_PROBLEM DETAILS_: In the material below, repeat only the lines from the one that holds "Place one marker on each instance of the man in wide-brimmed" through the final line, exactly as they stand.

_RECORD SET_:
+-------+
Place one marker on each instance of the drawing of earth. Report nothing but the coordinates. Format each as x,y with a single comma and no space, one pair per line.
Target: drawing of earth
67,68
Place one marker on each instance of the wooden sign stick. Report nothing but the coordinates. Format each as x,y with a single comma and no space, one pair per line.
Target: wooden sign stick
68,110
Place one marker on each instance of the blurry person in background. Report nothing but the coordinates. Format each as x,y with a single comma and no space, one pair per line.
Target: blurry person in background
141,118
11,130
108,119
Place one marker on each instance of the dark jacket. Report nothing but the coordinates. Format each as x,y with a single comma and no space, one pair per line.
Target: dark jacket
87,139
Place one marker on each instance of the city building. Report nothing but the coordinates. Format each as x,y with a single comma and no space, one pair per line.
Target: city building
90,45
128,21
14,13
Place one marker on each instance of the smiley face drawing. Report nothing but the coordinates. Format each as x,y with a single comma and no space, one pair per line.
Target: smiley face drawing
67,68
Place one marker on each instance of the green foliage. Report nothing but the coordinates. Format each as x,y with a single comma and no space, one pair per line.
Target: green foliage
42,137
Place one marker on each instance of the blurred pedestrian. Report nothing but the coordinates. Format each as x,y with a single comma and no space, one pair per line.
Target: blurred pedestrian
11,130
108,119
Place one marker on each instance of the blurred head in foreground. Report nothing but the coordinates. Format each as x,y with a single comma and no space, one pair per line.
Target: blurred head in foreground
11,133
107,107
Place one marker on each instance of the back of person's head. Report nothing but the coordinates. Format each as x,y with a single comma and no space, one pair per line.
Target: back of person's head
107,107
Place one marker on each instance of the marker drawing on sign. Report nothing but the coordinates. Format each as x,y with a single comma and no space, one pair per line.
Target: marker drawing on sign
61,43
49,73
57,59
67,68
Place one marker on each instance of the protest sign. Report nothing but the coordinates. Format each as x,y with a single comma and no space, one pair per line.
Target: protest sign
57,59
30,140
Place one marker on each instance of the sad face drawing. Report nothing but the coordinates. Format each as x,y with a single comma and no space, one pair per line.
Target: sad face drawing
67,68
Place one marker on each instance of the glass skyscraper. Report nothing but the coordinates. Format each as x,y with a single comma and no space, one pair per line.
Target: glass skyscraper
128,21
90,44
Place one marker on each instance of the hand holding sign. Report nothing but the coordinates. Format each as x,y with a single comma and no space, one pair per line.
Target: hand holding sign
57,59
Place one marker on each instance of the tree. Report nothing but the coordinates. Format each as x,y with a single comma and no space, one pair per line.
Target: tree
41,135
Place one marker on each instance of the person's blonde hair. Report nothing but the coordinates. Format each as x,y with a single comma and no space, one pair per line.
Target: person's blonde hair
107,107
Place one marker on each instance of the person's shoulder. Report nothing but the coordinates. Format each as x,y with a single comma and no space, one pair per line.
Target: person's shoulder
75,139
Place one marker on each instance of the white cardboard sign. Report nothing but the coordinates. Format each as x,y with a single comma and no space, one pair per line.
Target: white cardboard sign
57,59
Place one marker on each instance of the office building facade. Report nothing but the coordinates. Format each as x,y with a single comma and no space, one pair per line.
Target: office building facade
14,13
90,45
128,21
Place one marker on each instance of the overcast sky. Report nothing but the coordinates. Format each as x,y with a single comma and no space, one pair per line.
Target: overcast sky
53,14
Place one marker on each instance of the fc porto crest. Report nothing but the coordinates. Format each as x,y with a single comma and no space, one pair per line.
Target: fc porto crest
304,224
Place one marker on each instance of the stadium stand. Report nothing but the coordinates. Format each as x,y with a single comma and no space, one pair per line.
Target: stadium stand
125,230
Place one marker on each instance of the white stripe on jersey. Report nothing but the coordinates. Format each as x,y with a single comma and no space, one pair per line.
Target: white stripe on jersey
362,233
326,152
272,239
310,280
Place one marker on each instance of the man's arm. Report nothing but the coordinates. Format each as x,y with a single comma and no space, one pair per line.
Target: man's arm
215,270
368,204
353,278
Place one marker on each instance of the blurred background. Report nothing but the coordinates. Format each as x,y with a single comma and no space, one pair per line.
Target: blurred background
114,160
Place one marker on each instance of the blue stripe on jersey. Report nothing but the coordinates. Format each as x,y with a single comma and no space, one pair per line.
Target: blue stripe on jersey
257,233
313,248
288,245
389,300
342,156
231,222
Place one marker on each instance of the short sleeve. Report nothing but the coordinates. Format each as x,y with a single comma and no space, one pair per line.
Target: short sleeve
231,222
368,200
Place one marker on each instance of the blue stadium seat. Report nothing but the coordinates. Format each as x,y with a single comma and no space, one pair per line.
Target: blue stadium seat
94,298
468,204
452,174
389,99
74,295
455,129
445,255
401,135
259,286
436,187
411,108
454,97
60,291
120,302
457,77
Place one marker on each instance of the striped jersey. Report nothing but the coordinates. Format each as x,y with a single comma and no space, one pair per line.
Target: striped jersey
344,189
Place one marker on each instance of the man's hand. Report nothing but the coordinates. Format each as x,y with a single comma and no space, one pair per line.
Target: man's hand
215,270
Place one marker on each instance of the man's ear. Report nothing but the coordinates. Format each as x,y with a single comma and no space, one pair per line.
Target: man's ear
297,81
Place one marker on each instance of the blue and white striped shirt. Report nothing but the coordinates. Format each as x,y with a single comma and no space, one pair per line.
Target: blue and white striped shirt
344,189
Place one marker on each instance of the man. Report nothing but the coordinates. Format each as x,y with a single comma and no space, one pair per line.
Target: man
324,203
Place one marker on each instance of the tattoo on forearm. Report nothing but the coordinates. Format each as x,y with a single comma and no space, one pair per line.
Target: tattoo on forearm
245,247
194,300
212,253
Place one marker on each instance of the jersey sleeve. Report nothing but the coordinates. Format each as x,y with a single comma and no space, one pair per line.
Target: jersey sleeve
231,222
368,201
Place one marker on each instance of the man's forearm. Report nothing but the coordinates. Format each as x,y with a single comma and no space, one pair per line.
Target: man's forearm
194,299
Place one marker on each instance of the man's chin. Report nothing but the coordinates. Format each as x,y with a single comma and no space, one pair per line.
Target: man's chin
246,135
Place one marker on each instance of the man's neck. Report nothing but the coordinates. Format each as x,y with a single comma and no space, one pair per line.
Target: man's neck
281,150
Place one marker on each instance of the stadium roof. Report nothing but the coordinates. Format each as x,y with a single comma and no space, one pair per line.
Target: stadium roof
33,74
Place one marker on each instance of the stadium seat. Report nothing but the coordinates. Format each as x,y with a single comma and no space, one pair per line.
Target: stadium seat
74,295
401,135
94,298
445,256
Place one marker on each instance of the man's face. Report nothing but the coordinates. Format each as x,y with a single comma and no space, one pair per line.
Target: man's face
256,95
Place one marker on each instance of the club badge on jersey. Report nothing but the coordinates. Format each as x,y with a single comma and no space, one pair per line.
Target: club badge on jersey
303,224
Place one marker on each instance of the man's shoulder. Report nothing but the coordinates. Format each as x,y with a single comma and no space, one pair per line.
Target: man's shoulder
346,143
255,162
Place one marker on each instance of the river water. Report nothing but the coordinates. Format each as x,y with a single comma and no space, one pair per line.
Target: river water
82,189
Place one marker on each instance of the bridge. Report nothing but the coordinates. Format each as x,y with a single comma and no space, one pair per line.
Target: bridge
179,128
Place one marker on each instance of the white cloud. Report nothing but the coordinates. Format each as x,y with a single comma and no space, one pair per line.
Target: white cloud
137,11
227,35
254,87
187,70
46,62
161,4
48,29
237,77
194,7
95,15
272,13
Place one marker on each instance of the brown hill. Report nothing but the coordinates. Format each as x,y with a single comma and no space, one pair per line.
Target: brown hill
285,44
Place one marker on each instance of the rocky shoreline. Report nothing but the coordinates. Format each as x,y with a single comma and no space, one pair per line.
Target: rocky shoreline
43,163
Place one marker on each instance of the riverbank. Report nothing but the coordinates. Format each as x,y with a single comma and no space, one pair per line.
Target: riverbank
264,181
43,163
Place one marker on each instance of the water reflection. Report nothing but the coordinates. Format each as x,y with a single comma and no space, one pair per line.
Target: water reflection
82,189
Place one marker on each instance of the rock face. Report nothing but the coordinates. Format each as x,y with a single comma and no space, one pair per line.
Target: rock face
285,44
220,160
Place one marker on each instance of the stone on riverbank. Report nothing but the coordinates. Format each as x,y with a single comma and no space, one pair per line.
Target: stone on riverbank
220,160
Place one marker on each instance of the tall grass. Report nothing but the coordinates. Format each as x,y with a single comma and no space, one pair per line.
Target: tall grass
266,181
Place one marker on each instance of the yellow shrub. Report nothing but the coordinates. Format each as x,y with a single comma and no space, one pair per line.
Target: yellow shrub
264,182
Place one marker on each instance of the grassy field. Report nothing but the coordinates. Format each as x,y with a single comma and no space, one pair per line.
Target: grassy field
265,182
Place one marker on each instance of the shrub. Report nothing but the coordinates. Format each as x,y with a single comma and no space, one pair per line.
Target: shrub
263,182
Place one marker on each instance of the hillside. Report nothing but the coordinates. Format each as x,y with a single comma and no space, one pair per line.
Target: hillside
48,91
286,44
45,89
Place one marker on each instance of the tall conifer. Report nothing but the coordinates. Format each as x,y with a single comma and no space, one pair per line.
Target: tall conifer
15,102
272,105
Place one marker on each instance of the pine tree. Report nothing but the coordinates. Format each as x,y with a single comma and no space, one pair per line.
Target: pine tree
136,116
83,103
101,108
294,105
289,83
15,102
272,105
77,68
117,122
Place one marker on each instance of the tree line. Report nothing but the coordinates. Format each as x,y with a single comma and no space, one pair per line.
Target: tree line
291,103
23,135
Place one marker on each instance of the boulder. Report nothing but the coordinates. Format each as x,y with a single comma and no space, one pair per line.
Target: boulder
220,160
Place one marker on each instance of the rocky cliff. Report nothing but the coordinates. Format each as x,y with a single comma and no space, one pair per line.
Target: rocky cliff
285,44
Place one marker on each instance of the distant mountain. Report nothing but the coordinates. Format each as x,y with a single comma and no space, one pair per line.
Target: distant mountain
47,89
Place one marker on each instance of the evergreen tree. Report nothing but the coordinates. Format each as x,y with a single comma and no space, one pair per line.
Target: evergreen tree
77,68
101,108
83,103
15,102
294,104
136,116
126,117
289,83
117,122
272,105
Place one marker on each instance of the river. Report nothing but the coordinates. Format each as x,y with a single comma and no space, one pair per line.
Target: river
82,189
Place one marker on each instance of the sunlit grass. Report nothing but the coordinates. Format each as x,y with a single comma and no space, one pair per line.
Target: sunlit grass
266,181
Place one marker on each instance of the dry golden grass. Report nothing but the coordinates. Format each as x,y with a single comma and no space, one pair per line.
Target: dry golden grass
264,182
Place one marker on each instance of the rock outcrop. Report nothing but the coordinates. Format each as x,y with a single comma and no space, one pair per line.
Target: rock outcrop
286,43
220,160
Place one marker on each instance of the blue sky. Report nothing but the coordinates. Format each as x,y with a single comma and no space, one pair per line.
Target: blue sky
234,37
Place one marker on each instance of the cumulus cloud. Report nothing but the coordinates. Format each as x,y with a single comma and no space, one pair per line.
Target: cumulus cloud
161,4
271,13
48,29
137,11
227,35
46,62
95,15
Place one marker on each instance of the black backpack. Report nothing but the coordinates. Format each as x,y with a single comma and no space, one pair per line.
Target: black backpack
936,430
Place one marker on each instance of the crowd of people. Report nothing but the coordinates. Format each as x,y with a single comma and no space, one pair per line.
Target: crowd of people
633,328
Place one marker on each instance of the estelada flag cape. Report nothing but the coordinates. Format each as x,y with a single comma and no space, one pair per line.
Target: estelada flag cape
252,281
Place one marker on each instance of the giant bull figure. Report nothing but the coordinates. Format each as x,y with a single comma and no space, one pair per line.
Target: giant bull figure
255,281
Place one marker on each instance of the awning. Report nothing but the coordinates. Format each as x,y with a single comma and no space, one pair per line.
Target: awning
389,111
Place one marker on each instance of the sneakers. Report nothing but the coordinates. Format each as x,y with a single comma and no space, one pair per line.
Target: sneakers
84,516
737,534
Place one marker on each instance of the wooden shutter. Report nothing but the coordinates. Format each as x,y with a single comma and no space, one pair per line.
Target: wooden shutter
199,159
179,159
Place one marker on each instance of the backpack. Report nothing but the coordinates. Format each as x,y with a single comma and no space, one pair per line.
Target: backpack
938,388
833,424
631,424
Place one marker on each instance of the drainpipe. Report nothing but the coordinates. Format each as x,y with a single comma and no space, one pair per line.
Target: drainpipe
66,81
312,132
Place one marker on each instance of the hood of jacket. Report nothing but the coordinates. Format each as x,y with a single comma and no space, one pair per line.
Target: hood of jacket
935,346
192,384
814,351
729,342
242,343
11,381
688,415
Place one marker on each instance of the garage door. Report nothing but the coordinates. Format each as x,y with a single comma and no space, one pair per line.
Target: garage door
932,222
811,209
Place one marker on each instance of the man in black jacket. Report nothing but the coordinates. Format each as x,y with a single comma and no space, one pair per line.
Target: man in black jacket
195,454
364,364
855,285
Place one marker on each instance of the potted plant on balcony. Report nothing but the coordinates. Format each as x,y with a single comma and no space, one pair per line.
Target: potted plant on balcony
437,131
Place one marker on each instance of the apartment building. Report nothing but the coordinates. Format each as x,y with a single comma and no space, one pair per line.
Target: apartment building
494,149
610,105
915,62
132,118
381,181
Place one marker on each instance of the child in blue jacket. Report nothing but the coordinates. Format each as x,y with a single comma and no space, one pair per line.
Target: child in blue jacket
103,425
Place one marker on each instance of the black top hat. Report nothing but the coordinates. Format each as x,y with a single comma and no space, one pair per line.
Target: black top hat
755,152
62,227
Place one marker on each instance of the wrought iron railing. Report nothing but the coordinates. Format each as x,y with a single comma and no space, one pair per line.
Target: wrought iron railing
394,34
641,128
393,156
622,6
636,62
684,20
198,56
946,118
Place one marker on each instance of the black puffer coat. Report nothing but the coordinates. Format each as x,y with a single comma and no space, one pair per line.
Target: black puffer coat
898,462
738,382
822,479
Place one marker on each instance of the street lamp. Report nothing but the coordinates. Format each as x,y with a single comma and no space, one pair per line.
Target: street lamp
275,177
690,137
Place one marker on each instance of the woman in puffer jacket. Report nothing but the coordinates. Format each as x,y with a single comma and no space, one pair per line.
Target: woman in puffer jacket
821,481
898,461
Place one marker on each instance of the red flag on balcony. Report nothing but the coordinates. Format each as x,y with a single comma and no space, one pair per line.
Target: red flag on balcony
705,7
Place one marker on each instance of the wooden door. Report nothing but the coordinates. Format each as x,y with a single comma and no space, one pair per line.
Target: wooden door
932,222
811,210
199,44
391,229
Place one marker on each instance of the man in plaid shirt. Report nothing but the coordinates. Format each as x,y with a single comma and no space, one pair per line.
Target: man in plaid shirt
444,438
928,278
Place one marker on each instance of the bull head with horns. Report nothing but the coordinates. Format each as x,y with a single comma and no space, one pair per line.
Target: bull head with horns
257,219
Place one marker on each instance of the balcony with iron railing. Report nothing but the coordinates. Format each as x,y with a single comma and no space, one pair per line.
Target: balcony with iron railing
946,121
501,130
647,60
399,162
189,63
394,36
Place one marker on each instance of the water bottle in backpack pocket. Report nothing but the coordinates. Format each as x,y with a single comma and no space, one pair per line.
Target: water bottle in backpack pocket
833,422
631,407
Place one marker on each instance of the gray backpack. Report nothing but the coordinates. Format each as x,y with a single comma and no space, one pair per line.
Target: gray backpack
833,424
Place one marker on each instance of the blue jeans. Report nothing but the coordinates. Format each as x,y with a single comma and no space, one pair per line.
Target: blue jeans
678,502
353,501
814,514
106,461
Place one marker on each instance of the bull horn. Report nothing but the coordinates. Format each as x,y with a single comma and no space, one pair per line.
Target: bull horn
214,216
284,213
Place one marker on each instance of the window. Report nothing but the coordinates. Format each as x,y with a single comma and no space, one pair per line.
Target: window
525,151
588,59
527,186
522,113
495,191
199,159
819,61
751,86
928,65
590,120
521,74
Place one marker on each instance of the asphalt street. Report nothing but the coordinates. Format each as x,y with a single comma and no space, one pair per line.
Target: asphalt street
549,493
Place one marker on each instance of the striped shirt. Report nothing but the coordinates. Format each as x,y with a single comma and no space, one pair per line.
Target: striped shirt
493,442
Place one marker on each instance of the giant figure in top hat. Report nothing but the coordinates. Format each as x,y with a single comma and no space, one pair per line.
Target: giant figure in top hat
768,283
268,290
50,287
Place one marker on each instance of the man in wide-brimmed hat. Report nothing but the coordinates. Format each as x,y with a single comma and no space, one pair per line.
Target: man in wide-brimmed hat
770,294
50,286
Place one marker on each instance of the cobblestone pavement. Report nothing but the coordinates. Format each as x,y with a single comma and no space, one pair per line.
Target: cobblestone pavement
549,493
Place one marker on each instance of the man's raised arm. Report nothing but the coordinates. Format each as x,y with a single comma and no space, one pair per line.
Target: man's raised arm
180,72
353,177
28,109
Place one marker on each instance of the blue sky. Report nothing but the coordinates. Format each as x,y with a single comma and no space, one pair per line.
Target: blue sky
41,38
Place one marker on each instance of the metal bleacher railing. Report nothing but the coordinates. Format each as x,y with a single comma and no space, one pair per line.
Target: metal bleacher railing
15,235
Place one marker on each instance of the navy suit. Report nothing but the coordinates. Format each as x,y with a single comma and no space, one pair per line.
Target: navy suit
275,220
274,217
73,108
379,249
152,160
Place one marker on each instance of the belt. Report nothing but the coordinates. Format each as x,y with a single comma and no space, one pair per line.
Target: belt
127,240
+-------+
_COMPLETE OUTPUT_:
Place one marker on each instance of the man in wide-brimmed hat. Report nothing but the coordinates. Format each as x,y with a single comma and no space, one pair per line.
Target: man in wide-brimmed hat
770,294
50,286
Place one marker on each instance of the cobblestone pavement. Report nothing but the coordinates. Format each as x,y with a single comma and no space, one pair per line.
Target: cobblestone pavement
549,493
Place one marker on each instance of the man's raised arm. Report nothing but the coordinates. Format each as x,y with a single comma and no space, one pair per line.
Target: man's raised arm
180,72
353,177
28,109
Place one marker on each instance of the blue sky. Report nothing but the coordinates. Format each as x,y with a single comma and no space, one pair per line.
Target: blue sky
41,38
Place one marker on each instance of the metal bleacher railing. Report nothing but the coordinates. Format each as x,y with a single comma and no space, one pair per line.
Target: metal bleacher railing
15,235
Place one marker on each instance of the navy suit. Report nothing but the coordinates. Format each as x,y with a single comma and no space, one pair per line.
Target: navy suit
275,220
274,217
73,108
379,249
152,160
Place one marker on each instance of the belt. Report nothing but the coordinates. Format each as x,y with a single comma and no space, one pair per line.
Target: belt
127,240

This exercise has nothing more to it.